WHAT TO WORK ON:
A – According to the transcript excerpt below, what was the name of the first federal agency dedicated to studying and building roads?
B – Retype the passage of the transcript excerpt starting at "Virginia Prescott: [00:01:15]" and ending at "Highway Traffic Safety...".

EXCERPTED TEXT:
______________________________

Taylor Quimby: [00:00:57] That's right. That's right and let me start off with that in mind with a factoid that got me hooked. Which is the very first federal agency dedicated to studying and building roads was called the Office of Road Inquiry and it was founded in 1893 partly because of the growing popularity of the bicycle.
Virginia Prescott: [00:01:15] Not until 1893 though? That's a little surprising.
Taylor Quimby: [00:01:18] Yeah you know, especially if you think about, you know that wasn't that long ago and today the Department of Transportation has, I'm going to list off, these are all agencies that fall under the Department of Transportation: the Federal Aviation Administration, the Federal Highway Administration, the Federal Motor Carrier Safety Administration, the Federal Railroad Administration, the Federal Transit Administration, the Maritime Administration, the National Highway Traffic Safety...
Virginia Prescott: [00:01:41] Stop the fight...

______________________________

AVAILABLE DATA:
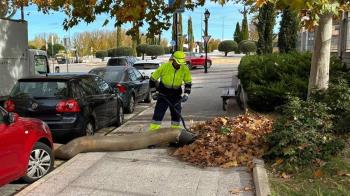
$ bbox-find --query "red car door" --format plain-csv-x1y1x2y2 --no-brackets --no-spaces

______________________________

SOLUTIONS TO THE TASKS:
A – The Office of Road Inquiry.

B –
Virginia Prescott: [00:01:15] Not until 1893 though? That's a little surprising.
Taylor Quimby: [00:01:18] Yeah you know, especially if you think about, you know that wasn't that long ago and today the Department of Transportation has, I'm going to list off, these are all agencies that fall under the Department of Transportation: the Federal Aviation Administration, the Federal Highway Administration, the Federal Motor Carrier Safety Administration, the Federal Railroad Administration, the Federal Transit Administration, the Maritime Administration, the National Highway Traffic Safety...